→ **Supplied records**

:::

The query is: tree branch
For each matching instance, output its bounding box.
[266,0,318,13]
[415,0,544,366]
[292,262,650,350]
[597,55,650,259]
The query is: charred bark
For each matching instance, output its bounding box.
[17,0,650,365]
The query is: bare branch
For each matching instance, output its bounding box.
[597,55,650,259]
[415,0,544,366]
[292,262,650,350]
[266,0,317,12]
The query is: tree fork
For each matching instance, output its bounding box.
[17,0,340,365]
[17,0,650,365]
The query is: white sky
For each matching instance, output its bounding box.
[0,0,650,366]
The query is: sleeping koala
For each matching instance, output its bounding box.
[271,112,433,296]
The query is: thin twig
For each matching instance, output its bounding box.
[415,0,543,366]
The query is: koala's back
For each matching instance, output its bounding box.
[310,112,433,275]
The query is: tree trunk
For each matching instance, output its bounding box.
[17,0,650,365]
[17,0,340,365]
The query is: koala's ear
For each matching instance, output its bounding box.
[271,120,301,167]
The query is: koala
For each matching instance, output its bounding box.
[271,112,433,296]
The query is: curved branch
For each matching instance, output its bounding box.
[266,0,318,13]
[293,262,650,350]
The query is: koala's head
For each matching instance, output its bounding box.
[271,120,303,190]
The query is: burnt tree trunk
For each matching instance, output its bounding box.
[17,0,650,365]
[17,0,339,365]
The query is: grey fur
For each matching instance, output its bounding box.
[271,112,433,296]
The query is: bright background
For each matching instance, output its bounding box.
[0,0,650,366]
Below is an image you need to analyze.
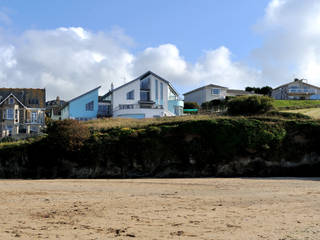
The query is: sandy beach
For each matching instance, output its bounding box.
[0,178,320,240]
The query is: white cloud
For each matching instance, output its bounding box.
[253,0,320,86]
[0,27,257,100]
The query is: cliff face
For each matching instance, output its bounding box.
[0,118,320,178]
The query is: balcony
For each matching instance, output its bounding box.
[113,102,163,111]
[288,88,316,96]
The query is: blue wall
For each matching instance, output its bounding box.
[69,89,99,118]
[168,100,184,114]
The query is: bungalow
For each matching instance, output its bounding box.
[61,86,100,121]
[102,71,183,118]
[271,79,320,100]
[0,88,46,137]
[183,84,253,106]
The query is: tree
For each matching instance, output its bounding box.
[227,95,273,115]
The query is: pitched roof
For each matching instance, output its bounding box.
[110,71,179,96]
[0,88,46,108]
[183,84,227,95]
[61,86,101,109]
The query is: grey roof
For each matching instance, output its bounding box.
[0,88,46,108]
[183,84,227,95]
[110,71,179,96]
[61,86,101,109]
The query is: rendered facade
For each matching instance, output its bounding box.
[0,88,46,137]
[271,79,320,100]
[104,71,183,118]
[61,87,100,121]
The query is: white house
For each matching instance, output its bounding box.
[103,71,183,118]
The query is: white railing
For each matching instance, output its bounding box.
[113,104,163,111]
[288,88,316,94]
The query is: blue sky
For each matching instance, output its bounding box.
[0,0,269,61]
[0,0,320,99]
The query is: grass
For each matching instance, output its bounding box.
[83,115,222,130]
[273,100,320,110]
[82,113,320,131]
[282,108,320,119]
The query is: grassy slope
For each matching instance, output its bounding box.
[283,108,320,119]
[273,100,320,110]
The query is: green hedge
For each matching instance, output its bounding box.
[0,118,320,178]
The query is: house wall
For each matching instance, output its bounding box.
[184,86,227,106]
[205,87,227,102]
[61,104,70,120]
[271,81,320,100]
[61,89,98,119]
[112,75,183,118]
[184,88,206,106]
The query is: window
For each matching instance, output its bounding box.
[155,79,159,103]
[14,109,19,122]
[29,98,39,104]
[127,90,134,100]
[119,104,134,109]
[160,83,163,105]
[140,78,150,89]
[31,112,38,123]
[86,101,93,111]
[140,91,150,101]
[211,88,220,95]
[7,108,13,119]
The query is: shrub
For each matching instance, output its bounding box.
[47,119,90,151]
[227,95,273,115]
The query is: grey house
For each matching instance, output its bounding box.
[272,79,320,100]
[183,84,253,106]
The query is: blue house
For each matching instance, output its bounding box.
[61,86,101,121]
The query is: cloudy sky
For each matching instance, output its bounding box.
[0,0,320,100]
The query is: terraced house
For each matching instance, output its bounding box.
[0,88,46,137]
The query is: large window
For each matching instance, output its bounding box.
[160,83,163,105]
[211,88,220,95]
[140,78,150,89]
[155,79,159,103]
[127,90,134,100]
[7,108,13,119]
[31,112,38,122]
[140,91,150,101]
[86,101,93,111]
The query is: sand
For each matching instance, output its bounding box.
[0,178,320,240]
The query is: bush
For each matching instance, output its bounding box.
[201,99,226,110]
[227,95,273,115]
[47,119,90,151]
[183,102,200,109]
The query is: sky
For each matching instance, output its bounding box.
[0,0,320,100]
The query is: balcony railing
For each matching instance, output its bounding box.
[288,88,316,94]
[113,104,163,111]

:::

→ **The problem**
List every line of the data above that contains the word "trunk", treating uppercase and lowercase letters as different.

→ **The result**
The query is: tree trunk
The query is: burnt tree trunk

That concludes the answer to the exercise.